> _Exercise objective_
Copy every line in the listing that contains "image".

> _Records for this task_
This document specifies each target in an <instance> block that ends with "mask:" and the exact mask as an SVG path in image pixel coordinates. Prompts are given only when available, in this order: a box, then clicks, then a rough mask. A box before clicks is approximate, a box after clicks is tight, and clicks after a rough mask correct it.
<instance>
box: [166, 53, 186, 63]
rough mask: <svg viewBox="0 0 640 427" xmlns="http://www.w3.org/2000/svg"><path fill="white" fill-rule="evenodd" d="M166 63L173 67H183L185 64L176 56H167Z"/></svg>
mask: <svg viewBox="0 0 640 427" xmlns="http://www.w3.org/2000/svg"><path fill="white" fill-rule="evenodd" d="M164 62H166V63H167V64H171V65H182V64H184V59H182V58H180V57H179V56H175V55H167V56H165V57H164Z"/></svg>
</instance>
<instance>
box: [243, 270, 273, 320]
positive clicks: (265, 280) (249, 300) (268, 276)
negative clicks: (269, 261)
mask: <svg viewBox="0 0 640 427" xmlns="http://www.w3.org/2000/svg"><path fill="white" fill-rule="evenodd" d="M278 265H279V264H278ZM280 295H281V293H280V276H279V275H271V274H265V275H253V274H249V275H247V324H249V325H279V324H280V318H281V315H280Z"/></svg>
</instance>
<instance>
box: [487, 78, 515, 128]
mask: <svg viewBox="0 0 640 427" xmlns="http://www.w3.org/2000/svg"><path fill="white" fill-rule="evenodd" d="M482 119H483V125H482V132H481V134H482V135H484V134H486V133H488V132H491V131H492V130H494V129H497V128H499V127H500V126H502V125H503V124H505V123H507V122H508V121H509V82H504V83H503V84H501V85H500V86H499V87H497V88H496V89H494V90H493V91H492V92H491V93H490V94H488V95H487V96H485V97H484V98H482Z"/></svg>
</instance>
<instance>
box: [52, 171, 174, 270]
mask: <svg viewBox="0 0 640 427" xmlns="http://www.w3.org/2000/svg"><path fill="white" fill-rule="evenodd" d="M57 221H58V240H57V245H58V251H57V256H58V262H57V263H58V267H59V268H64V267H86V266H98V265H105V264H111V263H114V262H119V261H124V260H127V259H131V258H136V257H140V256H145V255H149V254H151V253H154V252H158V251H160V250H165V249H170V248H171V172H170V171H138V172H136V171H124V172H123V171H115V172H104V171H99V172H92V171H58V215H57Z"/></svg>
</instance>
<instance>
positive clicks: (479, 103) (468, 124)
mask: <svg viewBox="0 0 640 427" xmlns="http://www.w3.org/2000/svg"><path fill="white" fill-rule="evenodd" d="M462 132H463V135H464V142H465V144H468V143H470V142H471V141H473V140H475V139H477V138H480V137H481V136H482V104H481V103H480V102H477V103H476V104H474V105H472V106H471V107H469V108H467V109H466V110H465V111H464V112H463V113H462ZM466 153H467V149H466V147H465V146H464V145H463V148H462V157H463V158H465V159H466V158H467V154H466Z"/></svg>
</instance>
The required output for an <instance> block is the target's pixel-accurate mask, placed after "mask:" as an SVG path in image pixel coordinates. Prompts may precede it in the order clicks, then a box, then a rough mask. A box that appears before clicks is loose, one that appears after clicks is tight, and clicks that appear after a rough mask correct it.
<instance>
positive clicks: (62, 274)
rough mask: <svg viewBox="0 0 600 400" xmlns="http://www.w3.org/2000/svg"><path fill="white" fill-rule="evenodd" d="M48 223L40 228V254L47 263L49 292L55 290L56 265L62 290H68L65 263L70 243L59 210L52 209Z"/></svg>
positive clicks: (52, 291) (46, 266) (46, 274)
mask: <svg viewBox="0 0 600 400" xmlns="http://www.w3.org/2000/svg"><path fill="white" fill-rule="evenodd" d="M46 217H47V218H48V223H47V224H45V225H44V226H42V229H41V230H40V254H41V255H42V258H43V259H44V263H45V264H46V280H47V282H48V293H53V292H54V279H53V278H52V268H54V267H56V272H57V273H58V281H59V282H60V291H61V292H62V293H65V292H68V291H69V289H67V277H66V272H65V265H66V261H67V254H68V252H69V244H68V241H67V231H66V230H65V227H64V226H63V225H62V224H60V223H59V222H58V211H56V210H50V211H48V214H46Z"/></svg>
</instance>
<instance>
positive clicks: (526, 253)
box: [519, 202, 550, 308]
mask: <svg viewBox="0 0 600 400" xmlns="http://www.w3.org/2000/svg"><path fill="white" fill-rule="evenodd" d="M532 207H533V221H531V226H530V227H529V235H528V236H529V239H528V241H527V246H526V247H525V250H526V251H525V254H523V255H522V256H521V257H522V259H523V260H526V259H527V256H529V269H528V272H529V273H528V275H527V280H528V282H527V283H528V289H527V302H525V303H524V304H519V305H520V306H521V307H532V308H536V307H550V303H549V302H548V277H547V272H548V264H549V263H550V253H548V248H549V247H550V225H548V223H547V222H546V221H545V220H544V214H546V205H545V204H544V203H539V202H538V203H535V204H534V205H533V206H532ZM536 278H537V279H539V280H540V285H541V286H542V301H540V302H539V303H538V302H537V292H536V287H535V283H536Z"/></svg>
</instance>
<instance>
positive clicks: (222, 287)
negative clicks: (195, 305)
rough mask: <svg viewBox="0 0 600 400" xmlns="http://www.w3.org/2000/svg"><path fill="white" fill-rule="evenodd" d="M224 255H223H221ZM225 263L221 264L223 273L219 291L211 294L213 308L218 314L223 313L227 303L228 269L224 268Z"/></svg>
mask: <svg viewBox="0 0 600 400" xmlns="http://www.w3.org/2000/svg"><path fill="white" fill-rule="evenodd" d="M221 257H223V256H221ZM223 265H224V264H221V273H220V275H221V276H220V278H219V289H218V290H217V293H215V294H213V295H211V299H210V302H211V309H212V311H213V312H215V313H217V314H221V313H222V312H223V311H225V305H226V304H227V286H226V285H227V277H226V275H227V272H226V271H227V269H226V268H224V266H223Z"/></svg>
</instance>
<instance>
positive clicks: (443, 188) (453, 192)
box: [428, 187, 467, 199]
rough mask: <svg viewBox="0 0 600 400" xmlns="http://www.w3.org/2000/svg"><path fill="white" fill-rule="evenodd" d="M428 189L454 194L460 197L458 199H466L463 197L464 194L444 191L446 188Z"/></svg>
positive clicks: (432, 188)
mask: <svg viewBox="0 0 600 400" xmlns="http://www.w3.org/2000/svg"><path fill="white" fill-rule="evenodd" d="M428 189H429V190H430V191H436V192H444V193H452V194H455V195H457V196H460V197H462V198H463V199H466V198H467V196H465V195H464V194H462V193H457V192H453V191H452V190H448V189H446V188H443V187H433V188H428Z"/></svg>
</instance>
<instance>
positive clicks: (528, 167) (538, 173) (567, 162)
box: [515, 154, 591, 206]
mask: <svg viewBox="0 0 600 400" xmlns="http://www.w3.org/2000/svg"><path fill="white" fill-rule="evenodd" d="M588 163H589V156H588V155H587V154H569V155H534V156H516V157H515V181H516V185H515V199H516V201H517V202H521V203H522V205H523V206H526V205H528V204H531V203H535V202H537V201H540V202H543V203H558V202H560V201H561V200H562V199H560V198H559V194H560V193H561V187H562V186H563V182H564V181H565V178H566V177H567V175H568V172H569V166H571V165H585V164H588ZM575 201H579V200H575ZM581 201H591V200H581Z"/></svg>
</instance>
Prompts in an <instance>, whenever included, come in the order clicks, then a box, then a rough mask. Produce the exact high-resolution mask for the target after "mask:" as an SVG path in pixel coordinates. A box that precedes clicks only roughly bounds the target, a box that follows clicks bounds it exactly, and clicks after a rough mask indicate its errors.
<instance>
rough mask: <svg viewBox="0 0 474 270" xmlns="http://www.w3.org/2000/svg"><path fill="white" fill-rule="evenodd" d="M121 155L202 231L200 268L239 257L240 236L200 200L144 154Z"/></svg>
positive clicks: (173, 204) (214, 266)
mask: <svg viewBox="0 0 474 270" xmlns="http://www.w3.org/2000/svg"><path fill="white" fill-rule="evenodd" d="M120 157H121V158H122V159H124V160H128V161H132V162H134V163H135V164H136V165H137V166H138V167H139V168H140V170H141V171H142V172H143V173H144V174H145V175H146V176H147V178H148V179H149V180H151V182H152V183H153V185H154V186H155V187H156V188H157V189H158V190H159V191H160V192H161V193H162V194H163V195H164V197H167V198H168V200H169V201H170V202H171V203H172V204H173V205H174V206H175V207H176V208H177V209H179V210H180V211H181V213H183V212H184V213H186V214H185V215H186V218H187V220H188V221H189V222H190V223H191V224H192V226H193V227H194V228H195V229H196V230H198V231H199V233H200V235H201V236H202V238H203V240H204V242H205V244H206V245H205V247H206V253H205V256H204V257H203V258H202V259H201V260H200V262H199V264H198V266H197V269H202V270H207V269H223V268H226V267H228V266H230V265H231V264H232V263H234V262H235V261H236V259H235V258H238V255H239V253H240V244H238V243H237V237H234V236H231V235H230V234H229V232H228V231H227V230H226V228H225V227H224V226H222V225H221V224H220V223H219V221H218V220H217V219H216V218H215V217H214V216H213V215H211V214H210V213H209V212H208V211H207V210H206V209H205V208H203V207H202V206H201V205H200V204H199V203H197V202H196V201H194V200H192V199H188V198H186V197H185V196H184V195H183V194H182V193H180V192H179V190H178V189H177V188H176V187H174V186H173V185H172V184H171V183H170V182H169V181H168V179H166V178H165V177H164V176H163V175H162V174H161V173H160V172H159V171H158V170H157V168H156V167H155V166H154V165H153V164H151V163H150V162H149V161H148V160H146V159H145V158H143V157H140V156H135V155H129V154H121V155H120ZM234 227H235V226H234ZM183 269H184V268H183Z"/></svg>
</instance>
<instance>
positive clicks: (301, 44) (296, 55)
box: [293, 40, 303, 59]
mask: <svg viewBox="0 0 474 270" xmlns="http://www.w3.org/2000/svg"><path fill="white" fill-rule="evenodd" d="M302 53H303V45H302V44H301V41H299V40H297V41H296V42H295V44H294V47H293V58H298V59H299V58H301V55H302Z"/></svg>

> _Exercise output_
This document specifies each target in an <instance> block that ends with "mask:" and the exact mask as an SVG path in image pixel coordinates. Prompts are given only when available, in this order: a box, then clicks, then a rough mask. A box before clicks is approximate, a box after clicks is tight, and clicks after a rough mask correct it.
The required output for an <instance> block is the target's pixel-accurate mask, placed after "mask:" as an SVG path in image pixel coordinates. Prompts may precede it in the order clicks, then a box, then a rough mask. A box that appears before clicks is loose, one that appears after clicks is tight, and clicks that appear after a rough mask correct it.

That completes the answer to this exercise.